__What is required__. Output every line of the material below verbatim, leaving out the pictures.

__Material provided__.
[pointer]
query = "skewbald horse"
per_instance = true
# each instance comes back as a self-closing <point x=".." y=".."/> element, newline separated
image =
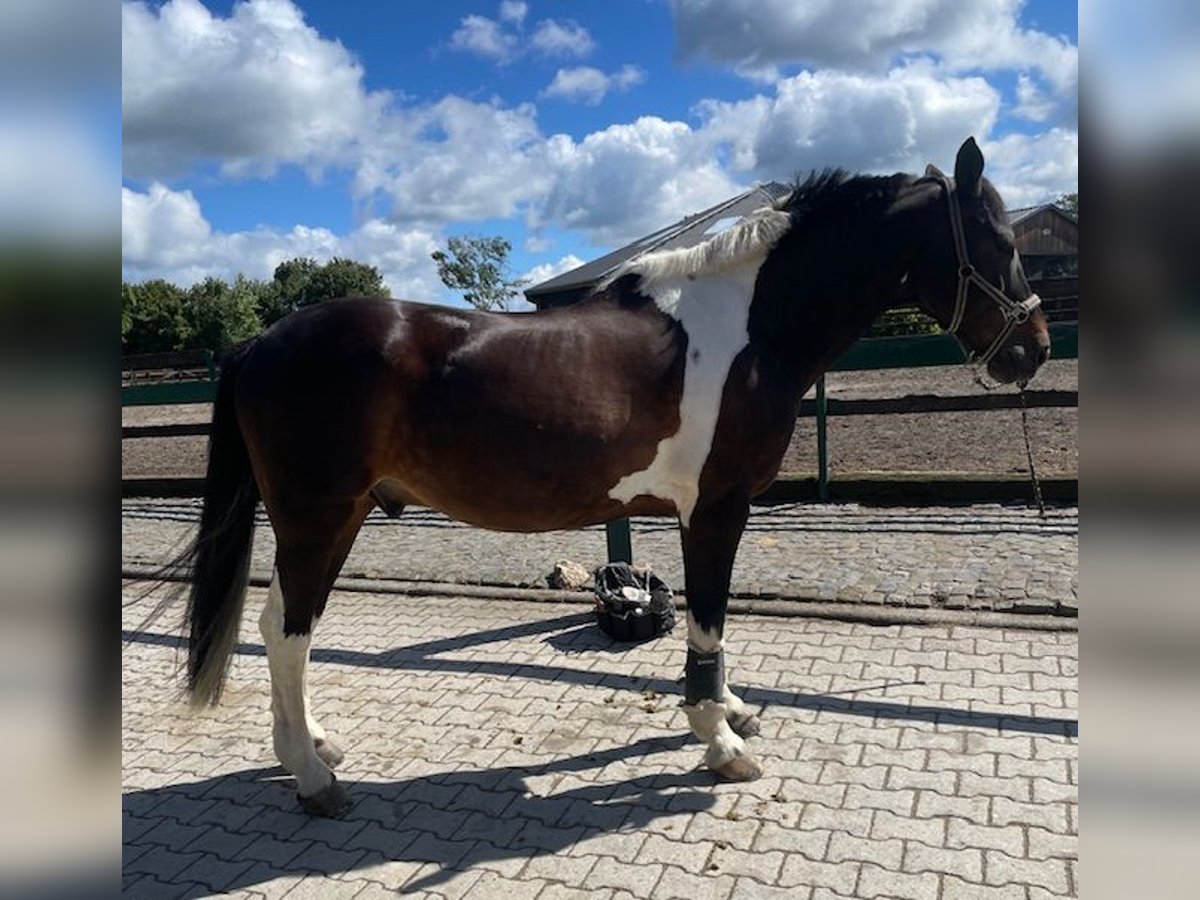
<point x="672" y="390"/>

__Response__.
[pointer]
query = "skewbald horse"
per_instance = true
# each instance comes back as a self-closing <point x=".." y=".."/> element, newline separated
image =
<point x="672" y="390"/>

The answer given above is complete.